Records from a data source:
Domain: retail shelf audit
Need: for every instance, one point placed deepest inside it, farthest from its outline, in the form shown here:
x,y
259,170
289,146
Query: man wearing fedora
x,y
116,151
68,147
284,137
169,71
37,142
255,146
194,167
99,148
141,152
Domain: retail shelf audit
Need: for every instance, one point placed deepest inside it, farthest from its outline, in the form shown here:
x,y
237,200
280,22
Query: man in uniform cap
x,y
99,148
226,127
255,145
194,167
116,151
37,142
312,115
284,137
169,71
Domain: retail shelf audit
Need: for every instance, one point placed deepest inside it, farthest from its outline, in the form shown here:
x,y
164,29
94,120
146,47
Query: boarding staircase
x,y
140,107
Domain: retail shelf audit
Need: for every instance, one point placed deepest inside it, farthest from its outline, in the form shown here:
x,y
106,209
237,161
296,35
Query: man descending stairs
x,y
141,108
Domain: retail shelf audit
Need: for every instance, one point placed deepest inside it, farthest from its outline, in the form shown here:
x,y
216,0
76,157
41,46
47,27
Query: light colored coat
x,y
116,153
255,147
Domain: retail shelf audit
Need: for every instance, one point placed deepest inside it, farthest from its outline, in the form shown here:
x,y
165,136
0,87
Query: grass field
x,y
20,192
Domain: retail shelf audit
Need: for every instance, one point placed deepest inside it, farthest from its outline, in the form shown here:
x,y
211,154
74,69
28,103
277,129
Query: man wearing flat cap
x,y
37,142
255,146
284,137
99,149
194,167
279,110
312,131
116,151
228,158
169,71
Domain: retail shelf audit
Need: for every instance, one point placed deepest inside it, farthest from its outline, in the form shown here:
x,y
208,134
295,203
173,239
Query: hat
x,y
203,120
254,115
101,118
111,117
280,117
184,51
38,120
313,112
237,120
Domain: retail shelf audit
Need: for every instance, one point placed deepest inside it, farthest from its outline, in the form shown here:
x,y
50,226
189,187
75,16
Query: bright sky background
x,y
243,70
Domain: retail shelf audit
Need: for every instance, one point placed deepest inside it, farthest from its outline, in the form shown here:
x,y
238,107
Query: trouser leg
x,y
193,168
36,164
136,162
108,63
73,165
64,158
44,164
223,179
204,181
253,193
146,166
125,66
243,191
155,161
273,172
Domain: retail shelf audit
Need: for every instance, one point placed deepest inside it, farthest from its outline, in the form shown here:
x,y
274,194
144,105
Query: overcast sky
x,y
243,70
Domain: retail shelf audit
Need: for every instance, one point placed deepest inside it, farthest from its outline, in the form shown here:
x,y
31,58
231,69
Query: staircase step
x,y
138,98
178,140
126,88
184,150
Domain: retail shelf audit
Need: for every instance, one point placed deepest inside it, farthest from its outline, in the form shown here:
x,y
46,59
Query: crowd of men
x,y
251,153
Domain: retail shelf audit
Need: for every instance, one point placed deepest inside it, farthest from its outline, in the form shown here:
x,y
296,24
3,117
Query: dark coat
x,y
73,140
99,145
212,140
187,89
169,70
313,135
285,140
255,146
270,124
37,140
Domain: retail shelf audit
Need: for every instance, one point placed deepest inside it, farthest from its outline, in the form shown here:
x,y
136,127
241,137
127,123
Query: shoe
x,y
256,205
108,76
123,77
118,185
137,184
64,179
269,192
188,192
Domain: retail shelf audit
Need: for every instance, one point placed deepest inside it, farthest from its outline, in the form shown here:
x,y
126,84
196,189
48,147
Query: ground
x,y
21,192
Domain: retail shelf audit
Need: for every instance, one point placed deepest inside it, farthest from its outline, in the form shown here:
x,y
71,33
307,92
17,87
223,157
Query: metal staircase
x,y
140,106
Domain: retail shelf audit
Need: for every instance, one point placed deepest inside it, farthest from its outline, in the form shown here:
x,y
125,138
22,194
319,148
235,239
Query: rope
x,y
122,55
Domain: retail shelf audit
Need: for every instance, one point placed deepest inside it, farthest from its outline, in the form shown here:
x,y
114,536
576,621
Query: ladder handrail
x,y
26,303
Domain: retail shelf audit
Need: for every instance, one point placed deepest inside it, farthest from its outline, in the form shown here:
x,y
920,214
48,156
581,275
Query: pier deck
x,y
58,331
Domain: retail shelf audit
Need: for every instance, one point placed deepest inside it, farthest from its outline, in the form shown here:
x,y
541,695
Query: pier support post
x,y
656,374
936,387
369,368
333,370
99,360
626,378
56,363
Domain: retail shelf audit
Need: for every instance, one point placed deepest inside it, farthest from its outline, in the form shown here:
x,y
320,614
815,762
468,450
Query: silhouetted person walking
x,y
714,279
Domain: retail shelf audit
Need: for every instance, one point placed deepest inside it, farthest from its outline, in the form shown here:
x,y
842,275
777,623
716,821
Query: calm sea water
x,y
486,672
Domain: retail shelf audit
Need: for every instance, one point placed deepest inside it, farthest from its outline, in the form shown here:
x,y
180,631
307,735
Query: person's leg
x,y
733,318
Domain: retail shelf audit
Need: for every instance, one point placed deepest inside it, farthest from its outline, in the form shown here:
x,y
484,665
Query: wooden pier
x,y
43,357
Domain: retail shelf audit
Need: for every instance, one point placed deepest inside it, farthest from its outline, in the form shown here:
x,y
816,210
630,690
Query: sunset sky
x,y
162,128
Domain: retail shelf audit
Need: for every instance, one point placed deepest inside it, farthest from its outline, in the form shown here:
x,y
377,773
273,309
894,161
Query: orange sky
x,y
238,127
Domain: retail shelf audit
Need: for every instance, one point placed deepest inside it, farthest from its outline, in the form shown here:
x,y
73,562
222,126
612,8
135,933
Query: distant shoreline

### [TO DO]
Every entry should be printed again exactly as written.

### [WORKED SOLUTION]
Domain: retail shelf audit
Need: for every instance, one point placed deepest inside it, farthest from its outline, in the form shown here:
x,y
259,170
289,146
Query: man wearing fedora
x,y
116,151
68,147
284,137
169,71
37,142
255,146
194,167
99,148
141,152
Domain: retail shelf audit
Need: for every instance, one point placed deepest inside it, farthest from its outline, in the form shown here:
x,y
237,200
280,22
Query: man in uniform cap
x,y
99,148
226,127
255,145
194,167
116,151
37,142
312,115
284,137
169,71
Domain: retail shelf audit
Need: for every instance, one point placed deepest inside it, farthest from its outline, in the form shown here:
x,y
164,29
94,120
146,47
Query: boarding staircase
x,y
140,107
Domain: retail shelf audit
Need: for every instance, one point placed deepest inside it, farthest from its outline, in the form shown here:
x,y
106,209
237,161
296,35
Query: man descending stairs
x,y
141,108
Domain: retail shelf audit
Need: for every instance, one point placed deepest inside it, farthest from its outline, in the form shown here:
x,y
216,0
76,157
41,46
47,27
Query: light colored coat
x,y
116,153
255,147
Domain: retail shelf audit
Need: for every instance, one point placed deepest inside it, farthest from its outline, in the form shown here:
x,y
165,136
0,87
Query: grass field
x,y
20,192
Domain: retail shelf audit
Need: for every instance, one point placed deepest inside it, farthest from its outline, in the form shown here:
x,y
211,154
74,69
28,103
277,129
Query: man wearing flat cap
x,y
37,142
255,146
284,137
99,149
194,167
279,110
312,131
116,151
228,158
169,71
Domain: retail shelf audit
Need: for every instance, one point placed deepest inside it, farthest from its outline, in the form shown here:
x,y
208,134
295,203
173,239
Query: hat
x,y
203,120
254,115
101,118
111,117
280,117
184,51
38,120
313,112
237,120
Domain: retail shelf audit
Need: for every instance, one point placed deepest inside it, farthest from its outline, in the form shown here:
x,y
50,226
189,187
75,16
Query: bright sky background
x,y
243,70
Domain: retail shelf audit
Need: for every instance, one point placed deepest inside it, farthest from its outline, in the form shown here:
x,y
238,107
Query: trouser leg
x,y
193,168
36,164
136,162
108,63
73,165
64,158
44,164
223,179
204,181
253,193
146,166
125,66
243,191
155,161
273,172
Domain: retail shelf audit
Need: for every instance, one point placed deepest inside it, farthest from its outline, in the form shown here:
x,y
274,194
144,105
Query: overcast sky
x,y
243,70
Domain: retail shelf audit
Need: for every instance, one point placed deepest inside it, farthest from its outline, in the form shown here:
x,y
31,58
231,69
Query: staircase step
x,y
138,98
178,140
126,88
184,150
Domain: retail shelf audit
Need: for every instance, one point placed deepest inside it, farthest from its outline, in the form shown here:
x,y
46,59
Query: crowd of men
x,y
251,153
Domain: retail shelf audit
Need: for every instance, one point placed deepest inside it, farthest from its outline, in the form shown here:
x,y
296,24
3,117
Query: dark coat
x,y
73,140
99,145
212,140
187,89
169,70
313,135
285,140
255,146
270,124
37,140
Domain: retail shelf audit
Need: for every instance, one point placed deepest inside it, farthest from its outline, in the form shown here:
x,y
136,127
241,137
127,123
Query: shoe
x,y
256,205
108,76
123,77
118,185
137,184
64,179
269,192
188,192
Domain: retail shelf audit
Need: for every instance, one point placed deepest inside it, farthest from its outline, in the form shown here:
x,y
126,84
196,189
48,147
Query: ground
x,y
21,192
Domain: retail shelf audit
Need: for every instance, one point placed deepest inside it, farthest from its outline, in the form shown here:
x,y
71,33
307,92
17,87
223,157
Query: metal staircase
x,y
140,106
Domain: retail shelf audit
Need: for every instance, one point placed deepest inside it, farthest from its outline, in the form shown here:
x,y
125,138
22,194
319,148
235,239
Query: rope
x,y
122,55
Domain: retail shelf audit
Need: for every instance, one point placed deepest inside it, farthest from its outline, in the form shown here:
x,y
114,536
576,621
Query: ladder handrail
x,y
26,303
Domain: retail shelf audit
Need: for every instance, one point placed deepest inside it, farthest from its outline, in the form shown here:
x,y
920,214
48,156
581,275
Query: pier deck
x,y
58,331
Domain: retail shelf audit
Need: for every instance, one point placed deepest inside it, farthest from its outline, in the form shown here:
x,y
541,695
Query: pier support post
x,y
656,374
936,387
369,368
333,370
99,360
626,378
56,363
Domain: retail shelf audit
Need: for every instance, one point placed deepest inside it, farthest from its outline, in the form shown here:
x,y
320,614
815,762
468,450
Query: silhouetted person walking
x,y
714,279
Domain: retail shelf audit
Need: for every instance, one point placed deepest inside it, farthest from its outline, in the form shown here:
x,y
842,275
777,623
716,821
Query: calm sea water
x,y
486,672
Domain: retail shelf audit
Need: for every instance, one point placed deepest inside it, farthest from its outline, in the form shown here:
x,y
180,631
307,735
Query: person's leg
x,y
733,318
Domain: retail shelf audit
Need: for every instance, one point placed deepest inside it, farthest from its outline, in the form shown here:
x,y
484,665
Query: wooden pier
x,y
43,357
Domain: retail shelf audit
Need: for every instance, one point placed deepest inside it, farthest from its outline, in the form shown here:
x,y
816,210
630,690
Query: sunset sky
x,y
162,128
Domain: retail shelf audit
Need: for every instance, one point placed deepest inside it, farthest from its outline, in the form shown here:
x,y
377,773
273,309
894,161
Query: orange sky
x,y
238,127
Domain: retail shelf audit
Need: for every instance, one point placed deepest inside it, farthest from its outline, in the form shown here:
x,y
73,562
222,126
612,8
135,933
Query: distant shoreline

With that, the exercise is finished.